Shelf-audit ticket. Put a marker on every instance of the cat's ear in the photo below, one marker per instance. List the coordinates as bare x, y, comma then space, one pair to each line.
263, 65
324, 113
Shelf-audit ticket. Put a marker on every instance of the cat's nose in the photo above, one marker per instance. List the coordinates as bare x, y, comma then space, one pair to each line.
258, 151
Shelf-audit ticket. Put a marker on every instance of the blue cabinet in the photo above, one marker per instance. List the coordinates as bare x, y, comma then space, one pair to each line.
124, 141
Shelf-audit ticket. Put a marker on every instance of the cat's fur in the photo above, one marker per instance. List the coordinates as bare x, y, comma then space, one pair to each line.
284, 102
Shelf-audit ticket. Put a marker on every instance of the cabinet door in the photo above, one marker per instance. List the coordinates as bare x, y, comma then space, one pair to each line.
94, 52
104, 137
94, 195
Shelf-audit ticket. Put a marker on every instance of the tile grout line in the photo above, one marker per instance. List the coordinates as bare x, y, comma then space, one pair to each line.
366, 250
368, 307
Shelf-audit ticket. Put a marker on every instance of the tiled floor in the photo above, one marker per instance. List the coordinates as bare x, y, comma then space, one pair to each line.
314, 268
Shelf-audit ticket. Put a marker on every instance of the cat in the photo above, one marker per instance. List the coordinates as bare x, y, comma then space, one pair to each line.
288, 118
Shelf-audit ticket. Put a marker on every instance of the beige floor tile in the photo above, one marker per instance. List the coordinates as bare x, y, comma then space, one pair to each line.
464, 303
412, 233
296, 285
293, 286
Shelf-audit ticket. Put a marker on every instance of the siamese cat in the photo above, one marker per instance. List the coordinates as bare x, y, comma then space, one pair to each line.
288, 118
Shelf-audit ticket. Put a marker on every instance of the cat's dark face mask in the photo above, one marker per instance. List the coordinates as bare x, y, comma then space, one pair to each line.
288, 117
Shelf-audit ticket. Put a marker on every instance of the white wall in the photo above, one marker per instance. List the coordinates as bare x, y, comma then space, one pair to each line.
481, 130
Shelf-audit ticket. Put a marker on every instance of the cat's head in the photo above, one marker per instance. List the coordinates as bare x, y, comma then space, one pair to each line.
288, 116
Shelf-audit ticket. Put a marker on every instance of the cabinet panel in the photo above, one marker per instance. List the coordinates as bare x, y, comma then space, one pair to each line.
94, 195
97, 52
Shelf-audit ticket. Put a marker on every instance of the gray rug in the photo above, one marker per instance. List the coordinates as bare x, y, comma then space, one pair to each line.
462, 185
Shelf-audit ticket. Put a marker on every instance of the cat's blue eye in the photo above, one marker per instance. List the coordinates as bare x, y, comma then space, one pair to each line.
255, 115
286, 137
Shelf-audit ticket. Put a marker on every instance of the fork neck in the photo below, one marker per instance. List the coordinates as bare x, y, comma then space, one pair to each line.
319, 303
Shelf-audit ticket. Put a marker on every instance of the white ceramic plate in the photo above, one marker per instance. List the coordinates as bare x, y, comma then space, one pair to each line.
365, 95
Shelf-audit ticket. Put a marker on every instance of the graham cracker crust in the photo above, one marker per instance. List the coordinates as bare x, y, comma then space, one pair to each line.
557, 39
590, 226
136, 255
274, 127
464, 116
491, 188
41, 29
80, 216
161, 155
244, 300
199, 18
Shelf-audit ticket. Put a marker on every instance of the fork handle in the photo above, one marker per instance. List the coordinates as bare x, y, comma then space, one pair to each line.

-=-=-

### TASK:
Print each entry above exactly as given.

### THE COMPLETED TASK:
Shelf-audit ticket. Put a marker on every instance of the cat's ear in the photo below, one marker per instance. List the coordinates as bare x, y, comma then space, one pair to each line.
263, 65
324, 113
Shelf-audit ticket. Put a marker on every instance of the cat's nose in the photo above, one marker per instance. List the coordinates as bare x, y, comma then space, one pair to each line.
258, 151
Shelf-audit ticket. Put a marker on every instance of the blue cabinet in the photo above, one marker per instance. List the coordinates as bare x, y, comma then space, one pair to each line.
124, 141
Shelf-audit ticket. Put a marker on every instance of the cat's fur in the photo above, one marker per instance. List the coordinates as bare x, y, comma then space, one pair to each line.
284, 102
Shelf-audit ticket. Put a marker on every instance of the cabinet door in the photo above, one marker per instance. List the coordinates as bare x, y, comma then space, one pair to each line.
94, 52
104, 137
94, 195
Shelf-audit ticket. Put a marker on every instance of the tile grout line in the photo above, one marker per instance. List the coordinates as bare x, y, comma then space, one pair to each line.
366, 250
368, 307
Shelf-audit ticket. Put a marker on every instance of the tiled floor in the photo above, one marker per instance. List the coordinates as bare x, y, comma then space, one pair to each line.
314, 268
Shelf-audit ticket. Put a marker on every instance of the cat in the photo above, one marker per instance. List the coordinates as bare x, y, comma then space, one pair to each line.
288, 118
Shelf-audit ticket. Put a marker on every instance of the beige floor tile in the photo above, one marker per instance. List the coordinates as bare x, y, comma then space, one pair to each line.
464, 303
412, 233
296, 285
293, 286
Shelf-audit ticket. Put a marker on every instance of the siamese cat in the photo above, one marker per instance. List the coordinates as bare x, y, comma then space, one pair to each line.
288, 118
Shelf-audit ticket. Put a marker on every instance of the cat's dark face mask in the photo above, one marker per instance. List the coordinates as bare x, y, comma then space, one pair to each line.
288, 117
Shelf-audit ticket. Put a marker on every instance of the white wall in the photo above, one marker per instance. List the coordinates as bare x, y, comma then space, one pair to each line.
481, 130
Shelf-audit ticket. Put a marker on every instance of the cat's head in the photo above, one marker per instance. List the coordinates as bare x, y, comma then space, one pair to each line.
288, 116
Shelf-audit ticket. Put a marker on every instance of the cabinet panel in the photo above, one marker per instance. List the coordinates as bare x, y, comma then space, one pair to each line.
94, 195
97, 52
Shelf-audit ticket. Put a marker on every instance of the gray rug in the photo above, one marker per instance. List the coordinates as bare x, y, comma then space, one pair to each line.
462, 185
Shelf-audit ticket. Put a marker on every instance of the cat's blue eye in the photo above, one marker per instance. List the coordinates as bare x, y, comma then space, one pair to each line.
255, 115
286, 137
Shelf-audit ticket. Put a marker on every instance of the fork neck in the photo below, one marker per instance. List the coordinates as bare x, y, comma then space, one pair to each line.
319, 303
Shelf-audit ticket. Put a marker on every instance of the white ceramic plate in the photo above, one marker per instance. List the coordinates as bare x, y, comma then space, one pair to each line.
365, 95
Shelf-audit ticket. Put a marker on every instance of the graham cracker crust in the photo above, one marker per instance. List the coordinates as bare x, y, comma then space, one pair to each line.
557, 39
590, 226
136, 255
274, 127
464, 116
491, 188
41, 29
80, 216
161, 155
244, 300
199, 18
Shelf-audit ticket. Put a marker on every instance of the fork handle in the photo above, one marker per instance. List the coordinates as bare x, y, comma then space, one pair to each line.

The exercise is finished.